TL;DR

Some things can be smaller than other things in some circumstances.

Topics

In this series I’m covering 5 topics:

Compression

It’s a basic fact of data compression that you can’t compress everything, if you make one thing take less space then you must be making something else take more space to store. Given this fact how does anyone ever compress any data? Image compression, music compression and general compression (e.g. zip) all do a pretty good job of it. All data compression simply works in one of two ways.

Lossy Compression

As the title implies, lossy compression loses some data when it compresses it. It’s obvious how you can make a file smaller if you throw some of the data away! This might sound pretty stupid but it’s probably the kind of compression you use most often, every time you view and image on a website or listen to an mp3 file you’re using lossy compression. The trick to lossy compression is knowing which data to throw away.

Lossless Compression

You may have guessed that the other type of compression does not lose data when it is compressed. It’s less obvious how this works, after all if you’ve got exactly the same data it must take the same space… right? Lossless compression works by making more common patterns take less space, and less common patterns take more space. For example, music files are not just random noise (usually) instead they are smooth curves which means that any value is going to be (normally) only a small difference from the previous value, so we can use a compression system that writes out the differences between values and uses less bits to encode small numbers and suddenly our music file is smaller (this is roughly how the lossless flac music format works).

## AIM OF THE TASK
According to the compression write-up, how does lossless compression make data smaller?

## PROVIDED RECORDS
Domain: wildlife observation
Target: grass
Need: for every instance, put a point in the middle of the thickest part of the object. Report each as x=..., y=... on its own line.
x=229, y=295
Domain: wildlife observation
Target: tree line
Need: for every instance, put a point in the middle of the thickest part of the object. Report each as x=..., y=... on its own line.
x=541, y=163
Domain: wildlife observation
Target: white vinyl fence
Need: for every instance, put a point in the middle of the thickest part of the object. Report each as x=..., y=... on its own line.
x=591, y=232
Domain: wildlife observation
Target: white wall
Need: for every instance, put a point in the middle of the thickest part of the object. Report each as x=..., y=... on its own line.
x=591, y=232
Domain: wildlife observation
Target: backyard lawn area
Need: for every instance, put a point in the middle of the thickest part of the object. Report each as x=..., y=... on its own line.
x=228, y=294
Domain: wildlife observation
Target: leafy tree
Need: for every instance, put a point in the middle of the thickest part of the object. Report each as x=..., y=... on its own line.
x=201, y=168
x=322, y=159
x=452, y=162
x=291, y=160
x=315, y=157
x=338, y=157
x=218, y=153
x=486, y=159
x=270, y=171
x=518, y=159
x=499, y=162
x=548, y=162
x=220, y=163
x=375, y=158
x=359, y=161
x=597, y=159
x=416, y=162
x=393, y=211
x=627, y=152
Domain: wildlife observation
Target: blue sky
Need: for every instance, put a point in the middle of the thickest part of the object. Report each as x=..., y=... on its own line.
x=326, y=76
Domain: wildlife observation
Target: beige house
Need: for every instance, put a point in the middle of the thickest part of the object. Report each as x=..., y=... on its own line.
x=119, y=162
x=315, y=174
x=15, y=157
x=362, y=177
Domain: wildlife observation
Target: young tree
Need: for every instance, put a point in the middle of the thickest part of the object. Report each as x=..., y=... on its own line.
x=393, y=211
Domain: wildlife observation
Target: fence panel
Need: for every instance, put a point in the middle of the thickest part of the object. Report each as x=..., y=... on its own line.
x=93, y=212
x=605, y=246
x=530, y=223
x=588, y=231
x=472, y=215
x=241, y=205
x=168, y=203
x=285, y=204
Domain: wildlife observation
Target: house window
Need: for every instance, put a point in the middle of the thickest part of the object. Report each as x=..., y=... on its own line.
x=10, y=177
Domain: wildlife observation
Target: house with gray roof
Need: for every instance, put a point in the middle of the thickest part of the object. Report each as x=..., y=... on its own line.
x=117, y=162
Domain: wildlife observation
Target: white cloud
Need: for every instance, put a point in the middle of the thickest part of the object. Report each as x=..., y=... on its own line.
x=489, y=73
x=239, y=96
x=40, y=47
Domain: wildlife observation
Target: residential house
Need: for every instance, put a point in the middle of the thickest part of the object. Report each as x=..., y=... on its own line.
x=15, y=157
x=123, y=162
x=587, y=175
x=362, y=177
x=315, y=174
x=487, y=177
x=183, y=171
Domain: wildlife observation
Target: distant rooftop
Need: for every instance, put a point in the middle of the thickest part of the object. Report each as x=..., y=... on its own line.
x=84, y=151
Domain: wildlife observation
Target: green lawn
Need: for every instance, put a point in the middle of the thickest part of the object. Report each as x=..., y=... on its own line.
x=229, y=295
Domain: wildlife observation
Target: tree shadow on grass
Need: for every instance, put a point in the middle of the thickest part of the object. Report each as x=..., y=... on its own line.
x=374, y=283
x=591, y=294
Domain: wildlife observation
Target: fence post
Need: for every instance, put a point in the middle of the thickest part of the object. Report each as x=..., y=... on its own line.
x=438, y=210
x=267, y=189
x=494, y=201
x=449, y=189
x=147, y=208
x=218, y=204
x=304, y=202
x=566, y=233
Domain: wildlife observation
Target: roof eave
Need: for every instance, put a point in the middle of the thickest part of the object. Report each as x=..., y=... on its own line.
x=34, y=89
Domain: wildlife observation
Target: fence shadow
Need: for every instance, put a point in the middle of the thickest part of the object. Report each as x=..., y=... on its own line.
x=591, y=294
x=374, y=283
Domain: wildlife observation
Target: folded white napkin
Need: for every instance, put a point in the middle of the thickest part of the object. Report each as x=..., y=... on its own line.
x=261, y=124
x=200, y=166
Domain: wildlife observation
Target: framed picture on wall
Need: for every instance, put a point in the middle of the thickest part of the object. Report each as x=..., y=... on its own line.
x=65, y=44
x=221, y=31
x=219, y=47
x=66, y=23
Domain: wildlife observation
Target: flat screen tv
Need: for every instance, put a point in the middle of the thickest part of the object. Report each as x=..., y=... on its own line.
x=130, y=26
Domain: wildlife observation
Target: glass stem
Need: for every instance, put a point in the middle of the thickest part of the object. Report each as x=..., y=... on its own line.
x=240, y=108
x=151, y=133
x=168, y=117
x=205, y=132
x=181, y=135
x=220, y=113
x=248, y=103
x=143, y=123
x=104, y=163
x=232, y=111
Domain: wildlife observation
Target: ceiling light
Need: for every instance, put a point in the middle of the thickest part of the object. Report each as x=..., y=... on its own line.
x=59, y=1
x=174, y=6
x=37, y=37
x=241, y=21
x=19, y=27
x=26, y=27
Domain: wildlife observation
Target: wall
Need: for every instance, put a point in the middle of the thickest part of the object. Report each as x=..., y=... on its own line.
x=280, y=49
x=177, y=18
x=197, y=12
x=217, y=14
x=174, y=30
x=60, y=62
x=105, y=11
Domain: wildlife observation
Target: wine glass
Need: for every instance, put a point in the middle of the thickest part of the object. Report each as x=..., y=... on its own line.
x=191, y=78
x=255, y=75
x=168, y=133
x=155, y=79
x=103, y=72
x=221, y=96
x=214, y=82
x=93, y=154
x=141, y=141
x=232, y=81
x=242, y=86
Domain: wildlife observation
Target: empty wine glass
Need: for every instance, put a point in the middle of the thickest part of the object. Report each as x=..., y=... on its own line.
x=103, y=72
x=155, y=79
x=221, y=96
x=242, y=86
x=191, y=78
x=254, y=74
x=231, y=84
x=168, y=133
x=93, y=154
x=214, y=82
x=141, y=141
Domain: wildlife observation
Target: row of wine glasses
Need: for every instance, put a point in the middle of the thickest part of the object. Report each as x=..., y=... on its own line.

## OUTPUT
It makes more common patterns take less space and less common patterns take more space.